▶ [GOAL OF THE EXERCISE] Some lines in the records below may hold the word "panel"; give the number of those lines and nothing else.

▶ [Referring expression data]

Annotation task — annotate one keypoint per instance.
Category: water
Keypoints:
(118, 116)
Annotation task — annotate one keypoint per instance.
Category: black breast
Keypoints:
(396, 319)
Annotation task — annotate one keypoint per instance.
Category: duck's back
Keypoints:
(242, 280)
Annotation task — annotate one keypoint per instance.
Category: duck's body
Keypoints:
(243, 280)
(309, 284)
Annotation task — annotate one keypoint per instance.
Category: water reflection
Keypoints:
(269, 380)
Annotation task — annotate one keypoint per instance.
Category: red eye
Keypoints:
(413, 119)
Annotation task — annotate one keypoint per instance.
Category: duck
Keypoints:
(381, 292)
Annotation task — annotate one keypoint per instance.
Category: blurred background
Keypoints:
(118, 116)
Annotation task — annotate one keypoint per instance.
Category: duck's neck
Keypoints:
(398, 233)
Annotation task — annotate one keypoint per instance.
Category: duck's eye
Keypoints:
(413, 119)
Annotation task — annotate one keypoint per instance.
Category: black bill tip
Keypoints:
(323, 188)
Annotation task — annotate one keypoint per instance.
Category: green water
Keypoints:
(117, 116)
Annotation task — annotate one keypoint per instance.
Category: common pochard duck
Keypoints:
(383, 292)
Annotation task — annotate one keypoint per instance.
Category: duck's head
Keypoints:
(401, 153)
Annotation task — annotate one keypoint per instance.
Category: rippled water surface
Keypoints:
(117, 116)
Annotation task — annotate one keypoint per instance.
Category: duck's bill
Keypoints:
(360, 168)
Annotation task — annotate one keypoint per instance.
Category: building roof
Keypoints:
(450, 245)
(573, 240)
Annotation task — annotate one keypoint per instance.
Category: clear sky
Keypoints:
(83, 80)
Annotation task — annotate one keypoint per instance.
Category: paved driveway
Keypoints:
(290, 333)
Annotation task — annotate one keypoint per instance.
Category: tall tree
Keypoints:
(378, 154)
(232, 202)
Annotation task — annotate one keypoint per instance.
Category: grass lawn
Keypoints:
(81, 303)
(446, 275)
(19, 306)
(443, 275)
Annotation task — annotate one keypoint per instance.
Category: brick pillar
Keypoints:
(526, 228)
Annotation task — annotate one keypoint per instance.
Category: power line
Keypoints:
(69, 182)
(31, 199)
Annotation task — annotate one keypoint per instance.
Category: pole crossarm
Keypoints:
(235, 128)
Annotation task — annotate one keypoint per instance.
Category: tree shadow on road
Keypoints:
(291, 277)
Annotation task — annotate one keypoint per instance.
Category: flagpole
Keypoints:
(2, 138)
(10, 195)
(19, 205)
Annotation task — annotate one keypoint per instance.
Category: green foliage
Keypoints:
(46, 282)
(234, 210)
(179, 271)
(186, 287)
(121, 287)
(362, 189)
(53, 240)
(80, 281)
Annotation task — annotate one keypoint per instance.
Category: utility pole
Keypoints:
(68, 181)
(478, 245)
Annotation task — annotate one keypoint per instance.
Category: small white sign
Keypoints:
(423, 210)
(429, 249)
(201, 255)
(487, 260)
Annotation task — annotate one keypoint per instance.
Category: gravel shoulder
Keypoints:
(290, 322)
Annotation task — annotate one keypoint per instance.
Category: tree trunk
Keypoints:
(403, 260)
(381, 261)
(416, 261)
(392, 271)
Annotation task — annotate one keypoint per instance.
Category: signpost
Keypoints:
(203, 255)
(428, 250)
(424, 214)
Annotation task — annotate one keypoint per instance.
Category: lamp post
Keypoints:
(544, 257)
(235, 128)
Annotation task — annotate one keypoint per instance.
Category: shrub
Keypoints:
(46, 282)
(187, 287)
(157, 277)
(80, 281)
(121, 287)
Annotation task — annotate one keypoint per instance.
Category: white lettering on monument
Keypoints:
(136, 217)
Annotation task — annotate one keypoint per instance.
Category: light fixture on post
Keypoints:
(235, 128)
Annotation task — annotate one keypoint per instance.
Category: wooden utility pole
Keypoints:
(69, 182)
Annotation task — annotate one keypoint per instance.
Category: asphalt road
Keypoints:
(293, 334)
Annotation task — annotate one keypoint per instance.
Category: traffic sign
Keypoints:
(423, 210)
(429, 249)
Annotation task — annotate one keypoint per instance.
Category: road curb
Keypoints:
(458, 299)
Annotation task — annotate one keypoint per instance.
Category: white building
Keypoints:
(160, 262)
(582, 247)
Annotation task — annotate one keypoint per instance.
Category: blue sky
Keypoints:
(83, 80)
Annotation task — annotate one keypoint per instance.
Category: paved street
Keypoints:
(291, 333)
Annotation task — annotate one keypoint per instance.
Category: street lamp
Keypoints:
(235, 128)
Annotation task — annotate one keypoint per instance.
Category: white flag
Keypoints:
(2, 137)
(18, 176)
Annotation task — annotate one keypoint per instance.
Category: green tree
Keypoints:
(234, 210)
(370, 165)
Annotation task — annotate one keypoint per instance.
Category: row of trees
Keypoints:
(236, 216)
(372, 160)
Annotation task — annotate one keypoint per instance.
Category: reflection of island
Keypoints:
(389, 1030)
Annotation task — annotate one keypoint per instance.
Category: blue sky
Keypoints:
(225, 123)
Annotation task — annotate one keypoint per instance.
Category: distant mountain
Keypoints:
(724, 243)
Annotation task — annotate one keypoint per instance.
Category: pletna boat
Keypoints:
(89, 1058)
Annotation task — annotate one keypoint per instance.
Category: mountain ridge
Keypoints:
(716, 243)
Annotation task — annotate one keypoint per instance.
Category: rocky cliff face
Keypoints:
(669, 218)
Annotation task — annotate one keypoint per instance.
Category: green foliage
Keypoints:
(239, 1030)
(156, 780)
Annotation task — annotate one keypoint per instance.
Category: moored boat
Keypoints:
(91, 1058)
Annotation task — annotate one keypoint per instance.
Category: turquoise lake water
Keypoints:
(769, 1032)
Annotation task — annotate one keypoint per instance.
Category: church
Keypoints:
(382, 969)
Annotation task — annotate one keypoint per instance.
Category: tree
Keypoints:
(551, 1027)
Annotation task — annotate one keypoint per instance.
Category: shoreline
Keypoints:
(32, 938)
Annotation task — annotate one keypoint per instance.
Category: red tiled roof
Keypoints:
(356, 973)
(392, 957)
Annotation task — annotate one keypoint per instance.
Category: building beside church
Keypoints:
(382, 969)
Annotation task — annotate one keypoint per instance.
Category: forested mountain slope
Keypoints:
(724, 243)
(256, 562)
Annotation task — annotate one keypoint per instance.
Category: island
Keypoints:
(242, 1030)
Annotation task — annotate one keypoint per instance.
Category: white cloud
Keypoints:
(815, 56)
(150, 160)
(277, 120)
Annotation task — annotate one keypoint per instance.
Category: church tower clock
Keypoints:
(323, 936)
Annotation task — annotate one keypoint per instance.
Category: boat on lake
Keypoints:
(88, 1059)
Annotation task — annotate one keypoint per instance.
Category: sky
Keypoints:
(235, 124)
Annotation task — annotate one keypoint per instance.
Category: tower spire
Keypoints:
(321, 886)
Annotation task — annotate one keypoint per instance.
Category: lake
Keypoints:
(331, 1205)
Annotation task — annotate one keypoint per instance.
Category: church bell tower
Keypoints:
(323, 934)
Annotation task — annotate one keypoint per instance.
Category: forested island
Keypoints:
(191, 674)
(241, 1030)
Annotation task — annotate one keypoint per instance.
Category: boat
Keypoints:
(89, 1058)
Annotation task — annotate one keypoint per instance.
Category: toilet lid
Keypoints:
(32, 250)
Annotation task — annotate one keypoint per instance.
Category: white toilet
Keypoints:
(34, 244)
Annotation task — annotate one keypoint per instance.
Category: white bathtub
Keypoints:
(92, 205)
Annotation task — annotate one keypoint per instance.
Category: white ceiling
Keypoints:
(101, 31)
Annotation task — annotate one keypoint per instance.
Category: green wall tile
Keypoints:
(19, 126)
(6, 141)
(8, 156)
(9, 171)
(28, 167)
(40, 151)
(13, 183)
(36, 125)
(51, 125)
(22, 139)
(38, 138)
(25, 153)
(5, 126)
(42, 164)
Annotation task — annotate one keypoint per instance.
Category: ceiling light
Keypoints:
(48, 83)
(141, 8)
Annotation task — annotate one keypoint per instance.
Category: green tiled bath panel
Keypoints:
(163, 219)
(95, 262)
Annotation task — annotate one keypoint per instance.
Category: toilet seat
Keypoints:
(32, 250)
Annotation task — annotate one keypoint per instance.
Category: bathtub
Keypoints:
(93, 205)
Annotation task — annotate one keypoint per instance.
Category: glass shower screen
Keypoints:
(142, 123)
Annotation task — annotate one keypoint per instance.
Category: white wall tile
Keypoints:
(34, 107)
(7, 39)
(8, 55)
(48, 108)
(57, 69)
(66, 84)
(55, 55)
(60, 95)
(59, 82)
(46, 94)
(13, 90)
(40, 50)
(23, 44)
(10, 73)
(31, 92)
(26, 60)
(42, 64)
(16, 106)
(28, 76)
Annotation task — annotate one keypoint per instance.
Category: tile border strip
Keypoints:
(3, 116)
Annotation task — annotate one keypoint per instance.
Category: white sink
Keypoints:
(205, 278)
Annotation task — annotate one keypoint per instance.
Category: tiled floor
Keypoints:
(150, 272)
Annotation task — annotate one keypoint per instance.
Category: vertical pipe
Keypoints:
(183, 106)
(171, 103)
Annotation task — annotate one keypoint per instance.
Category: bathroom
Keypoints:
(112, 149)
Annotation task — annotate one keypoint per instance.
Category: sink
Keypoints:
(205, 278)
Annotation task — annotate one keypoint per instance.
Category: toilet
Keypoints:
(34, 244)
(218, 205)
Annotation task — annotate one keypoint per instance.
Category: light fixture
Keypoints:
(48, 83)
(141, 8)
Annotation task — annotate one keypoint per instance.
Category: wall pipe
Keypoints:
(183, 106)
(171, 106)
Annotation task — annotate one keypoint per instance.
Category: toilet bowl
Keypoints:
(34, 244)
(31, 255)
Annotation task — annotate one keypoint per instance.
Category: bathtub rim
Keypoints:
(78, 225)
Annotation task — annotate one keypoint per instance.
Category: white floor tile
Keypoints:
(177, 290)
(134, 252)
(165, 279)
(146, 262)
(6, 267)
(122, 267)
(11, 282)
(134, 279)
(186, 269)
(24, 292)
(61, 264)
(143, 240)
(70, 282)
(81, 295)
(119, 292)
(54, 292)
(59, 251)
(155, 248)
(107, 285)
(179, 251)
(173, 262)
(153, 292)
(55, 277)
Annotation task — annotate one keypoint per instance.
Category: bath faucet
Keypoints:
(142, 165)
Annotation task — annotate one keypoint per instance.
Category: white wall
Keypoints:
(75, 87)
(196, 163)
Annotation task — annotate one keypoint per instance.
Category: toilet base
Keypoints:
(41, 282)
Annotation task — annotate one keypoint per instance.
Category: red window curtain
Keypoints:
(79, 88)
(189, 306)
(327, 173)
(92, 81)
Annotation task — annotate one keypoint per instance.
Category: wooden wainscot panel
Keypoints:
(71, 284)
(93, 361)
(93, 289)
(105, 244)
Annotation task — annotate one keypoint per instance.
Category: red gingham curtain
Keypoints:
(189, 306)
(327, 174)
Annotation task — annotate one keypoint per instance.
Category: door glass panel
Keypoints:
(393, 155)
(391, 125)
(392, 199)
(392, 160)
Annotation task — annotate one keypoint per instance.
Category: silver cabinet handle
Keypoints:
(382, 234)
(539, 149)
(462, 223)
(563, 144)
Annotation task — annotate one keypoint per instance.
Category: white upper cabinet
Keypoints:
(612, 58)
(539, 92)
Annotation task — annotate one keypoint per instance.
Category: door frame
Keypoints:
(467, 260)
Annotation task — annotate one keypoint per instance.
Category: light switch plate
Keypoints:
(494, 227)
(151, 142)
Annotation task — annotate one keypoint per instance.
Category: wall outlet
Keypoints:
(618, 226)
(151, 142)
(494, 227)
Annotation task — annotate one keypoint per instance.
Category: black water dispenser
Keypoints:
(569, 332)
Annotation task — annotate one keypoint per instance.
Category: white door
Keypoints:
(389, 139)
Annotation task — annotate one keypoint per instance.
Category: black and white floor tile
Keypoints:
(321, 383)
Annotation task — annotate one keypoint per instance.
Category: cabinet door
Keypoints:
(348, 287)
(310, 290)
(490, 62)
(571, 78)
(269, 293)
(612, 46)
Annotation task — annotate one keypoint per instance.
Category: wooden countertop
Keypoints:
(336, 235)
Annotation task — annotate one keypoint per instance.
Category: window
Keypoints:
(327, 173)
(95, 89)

▶ [ANSWER BELOW] 3